Syntax: bf(%prec) tt(token) 

    The construction bf(%prec) tt(token) may be used in non-empty production
rules to overrule the actual precedence of an operator in those
production rules. Well known is the construction
                verb(
    expression:
        '-' expression %prec UMINUS
        {
            ...
        }
                ) 
    Here, the default precedence and precedence of the tt(`-') token as the
subtraction operator is overruled by the precedence and precedence of the
tt(UMINUS) token, which is frequently defined as:
                verb(
    %right UMINUS
                )
    E.g., a list of arithmetic operators could consists of:
        verb(
    %left '+' '-'
    %left '*' '/' '%'
    %right UMINUS
        )
    giving tt(* /) and tt(%) a higher precedence than tt(+) and tt(-),
ensuring at the same time that tt(UMINUS) is given both the highest precedence
and a right-associativity.

In the above production rule the operator order would result in the
construction 
        verb(
    '-' expression
        )
    being evaluated from right to left, having a higher precedence than either
the multiplication or the addition operators.

The tt(%prec) directive associates priorities to (non-empty) rules. These
priorities are interpreted whenever there are (shift-reduce) conflicts. If
there are no conflicts, priorities are not required, and are consequently
ignored.

**RECORDS FOR THIS EXERCISE**
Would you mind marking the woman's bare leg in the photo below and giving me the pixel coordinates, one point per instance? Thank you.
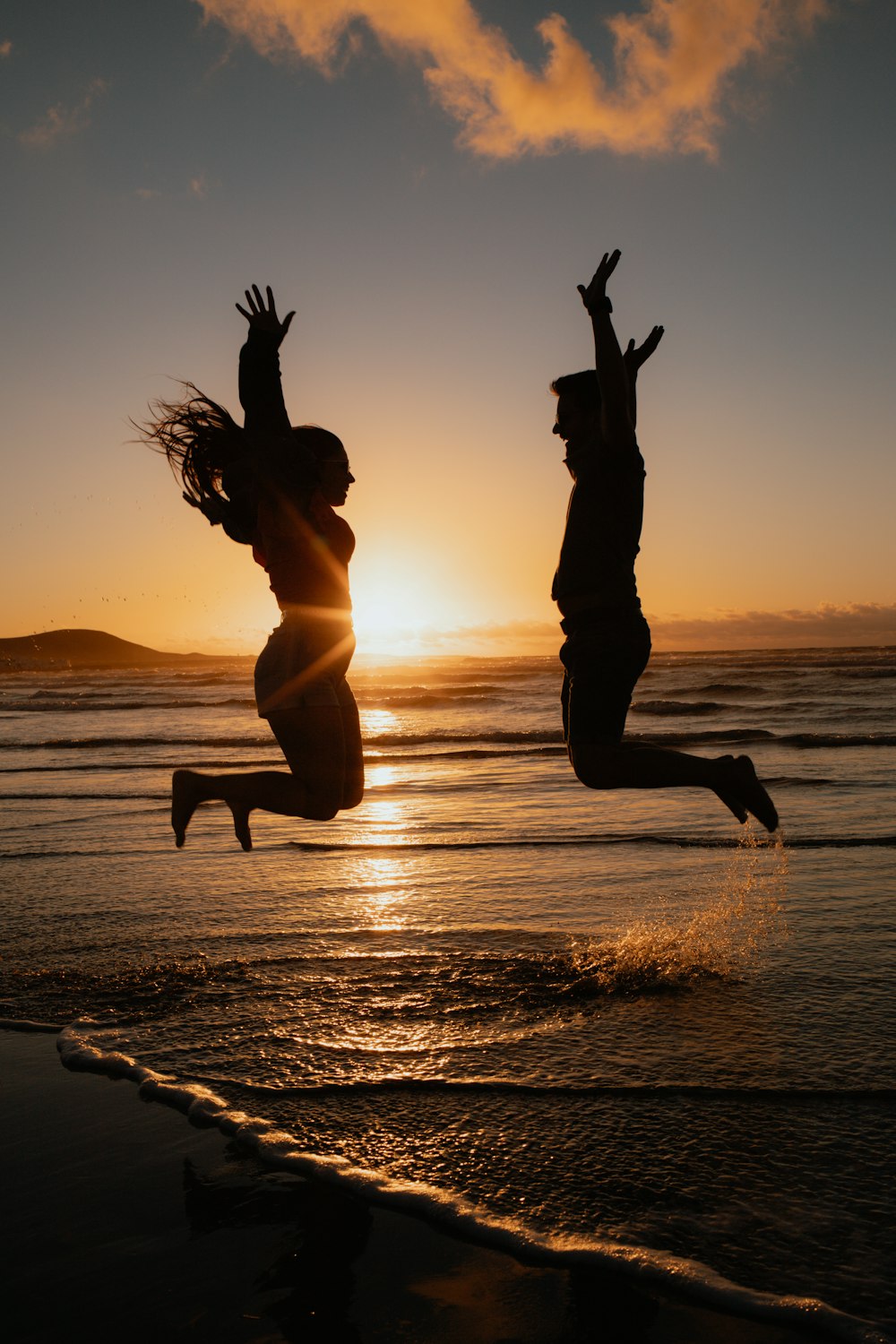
--
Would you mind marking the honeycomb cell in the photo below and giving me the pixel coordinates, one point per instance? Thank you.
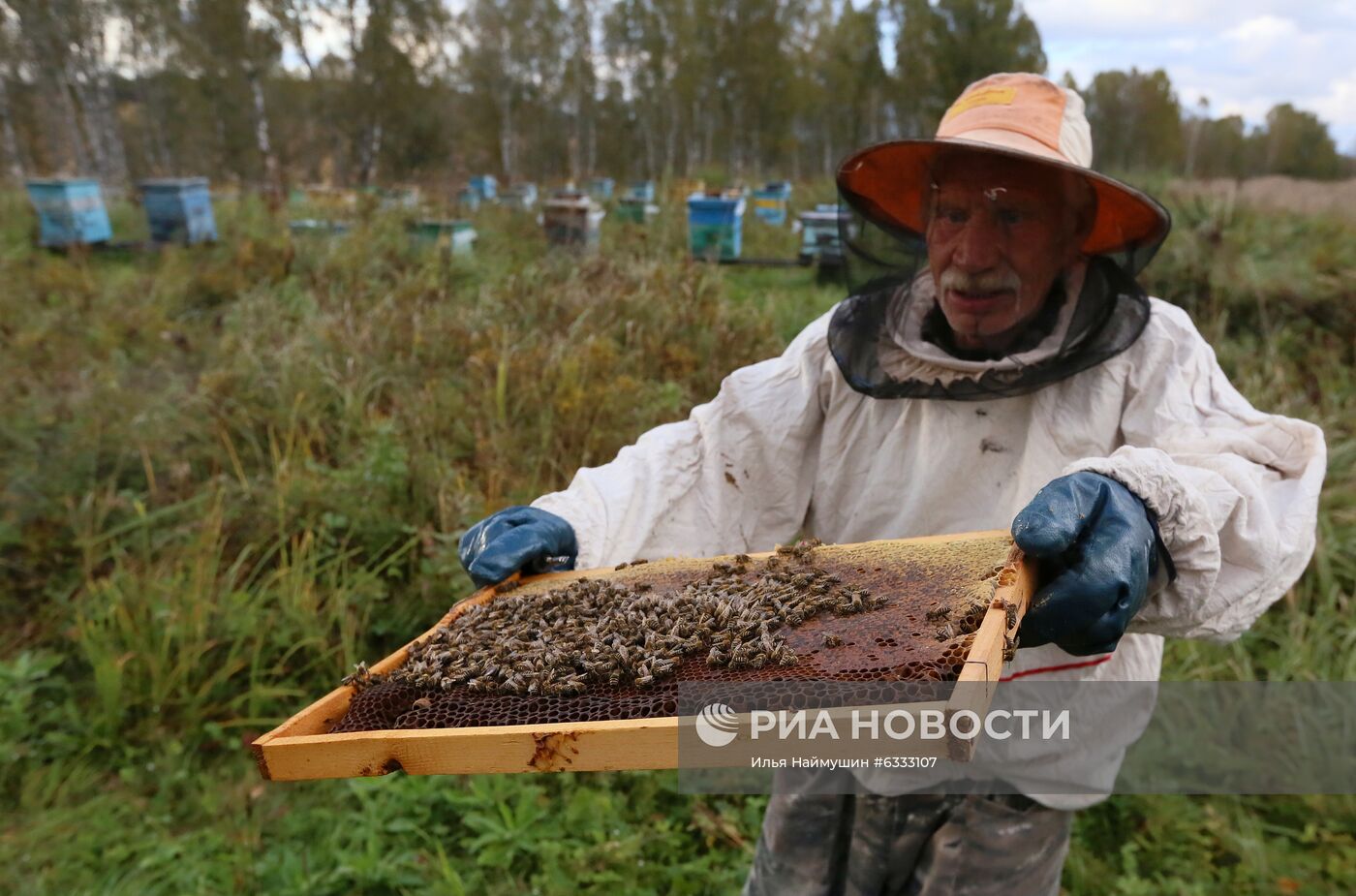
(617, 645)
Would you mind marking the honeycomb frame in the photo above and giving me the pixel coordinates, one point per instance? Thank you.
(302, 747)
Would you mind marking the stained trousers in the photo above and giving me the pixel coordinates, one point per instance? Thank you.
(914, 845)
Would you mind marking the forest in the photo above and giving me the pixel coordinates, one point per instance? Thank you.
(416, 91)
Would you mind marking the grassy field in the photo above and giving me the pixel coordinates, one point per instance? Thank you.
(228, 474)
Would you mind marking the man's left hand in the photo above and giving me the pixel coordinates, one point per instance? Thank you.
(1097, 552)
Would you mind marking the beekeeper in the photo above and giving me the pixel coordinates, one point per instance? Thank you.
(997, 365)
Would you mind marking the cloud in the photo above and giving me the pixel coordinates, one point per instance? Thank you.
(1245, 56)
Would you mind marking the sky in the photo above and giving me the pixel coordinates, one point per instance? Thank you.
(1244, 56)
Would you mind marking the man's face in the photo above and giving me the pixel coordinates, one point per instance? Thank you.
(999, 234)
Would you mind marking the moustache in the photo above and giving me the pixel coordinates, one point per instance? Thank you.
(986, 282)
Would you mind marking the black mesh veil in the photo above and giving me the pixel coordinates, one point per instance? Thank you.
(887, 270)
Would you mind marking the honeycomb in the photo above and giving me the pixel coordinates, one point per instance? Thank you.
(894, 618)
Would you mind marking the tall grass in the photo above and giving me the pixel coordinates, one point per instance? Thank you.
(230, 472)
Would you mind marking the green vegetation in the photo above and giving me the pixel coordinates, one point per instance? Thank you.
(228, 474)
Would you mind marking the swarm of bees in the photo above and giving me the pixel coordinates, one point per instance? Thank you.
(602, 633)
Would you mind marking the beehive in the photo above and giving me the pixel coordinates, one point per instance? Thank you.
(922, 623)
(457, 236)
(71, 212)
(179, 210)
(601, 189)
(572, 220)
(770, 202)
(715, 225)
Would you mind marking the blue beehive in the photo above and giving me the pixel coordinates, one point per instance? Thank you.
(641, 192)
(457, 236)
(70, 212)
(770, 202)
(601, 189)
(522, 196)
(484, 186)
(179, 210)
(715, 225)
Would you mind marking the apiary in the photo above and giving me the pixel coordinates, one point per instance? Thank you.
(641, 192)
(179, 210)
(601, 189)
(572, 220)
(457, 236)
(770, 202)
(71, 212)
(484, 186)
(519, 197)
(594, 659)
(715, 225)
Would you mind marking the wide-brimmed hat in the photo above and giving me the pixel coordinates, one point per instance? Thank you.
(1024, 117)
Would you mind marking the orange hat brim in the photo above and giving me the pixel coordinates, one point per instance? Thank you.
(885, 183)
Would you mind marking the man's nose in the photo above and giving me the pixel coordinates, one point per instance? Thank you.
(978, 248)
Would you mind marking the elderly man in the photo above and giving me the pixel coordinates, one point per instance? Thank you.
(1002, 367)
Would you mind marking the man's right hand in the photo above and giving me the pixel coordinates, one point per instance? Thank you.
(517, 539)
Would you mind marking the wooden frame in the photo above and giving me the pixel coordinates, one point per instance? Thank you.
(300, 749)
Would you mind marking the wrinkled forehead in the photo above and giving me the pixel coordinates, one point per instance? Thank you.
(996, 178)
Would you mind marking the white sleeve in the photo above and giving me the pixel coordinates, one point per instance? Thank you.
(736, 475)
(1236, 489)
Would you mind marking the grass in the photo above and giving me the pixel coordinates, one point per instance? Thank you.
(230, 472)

**CHALLENGES**
**A)** Pull out the full text on the %prec directive, word for word.
**B)** Copy the entries from the line with "Would you mind marking the honeycomb in" to the line with "(1024, 117)", both lines included, and nothing else.
The text and the entries were taken from separate, unrelated sources.

**TASK RESPONSES**
**A)**
Syntax: bf(%prec) tt(token) 

    The construction bf(%prec) tt(token) may be used in non-empty production
rules to overrule the actual precedence of an operator in those
production rules. Well known is the construction
                verb(
    expression:
        '-' expression %prec UMINUS
        {
            ...
        }
                ) 
    Here, the default precedence and precedence of the tt(`-') token as the
subtraction operator is overruled by the precedence and precedence of the
tt(UMINUS) token, which is frequently defined as:
                verb(
    %right UMINUS
                )
    E.g., a list of arithmetic operators could consists of:
        verb(
    %left '+' '-'
    %left '*' '/' '%'
    %right UMINUS
        )
    giving tt(* /) and tt(%) a higher precedence than tt(+) and tt(-),
ensuring at the same time that tt(UMINUS) is given both the highest precedence
and a right-associativity.

In the above production rule the operator order would result in the
construction 
        verb(
    '-' expression
        )
    being evaluated from right to left, having a higher precedence than either
the multiplication or the addition operators.

The tt(%prec) directive associates priorities to (non-empty) rules. These
priorities are interpreted whenever there are (shift-reduce) conflicts. If
there are no conflicts, priorities are not required, and are consequently
ignored.

**B)**
Would you mind marking the honeycomb in the photo above and giving me the pixel coordinates, one point per instance? Thank you.
(894, 618)
Would you mind marking the tall grass in the photo above and giving me the pixel coordinates, one point per instance? Thank you.
(230, 472)
Would you mind marking the green vegetation in the photo above and giving me the pixel coordinates, one point per instance? Thank you.
(228, 474)
Would you mind marking the swarm of bees in the photo above and giving me the pixel coordinates, one point per instance? Thank you.
(602, 633)
Would you mind marking the beehive in the photo above and giving me the pixel coordinates, one point per instance? Thank you.
(922, 623)
(457, 236)
(71, 212)
(179, 210)
(601, 189)
(572, 220)
(770, 202)
(715, 225)
Would you mind marking the blue beehive in the photo above and giving me the pixel coordinates, one point per instance? Thank you.
(641, 192)
(457, 236)
(70, 212)
(770, 202)
(601, 189)
(522, 196)
(484, 186)
(179, 210)
(715, 225)
Would you mind marking the apiary in the photo above and giving me the pixel coordinates, one point per instance? Thank you.
(641, 192)
(179, 210)
(601, 189)
(572, 220)
(457, 236)
(770, 202)
(71, 212)
(484, 186)
(519, 197)
(594, 659)
(715, 225)
Would you mind marking the wide-brimmed hat in the photo above and giving me the pixel coordinates, one point per instance? Thank you.
(1024, 117)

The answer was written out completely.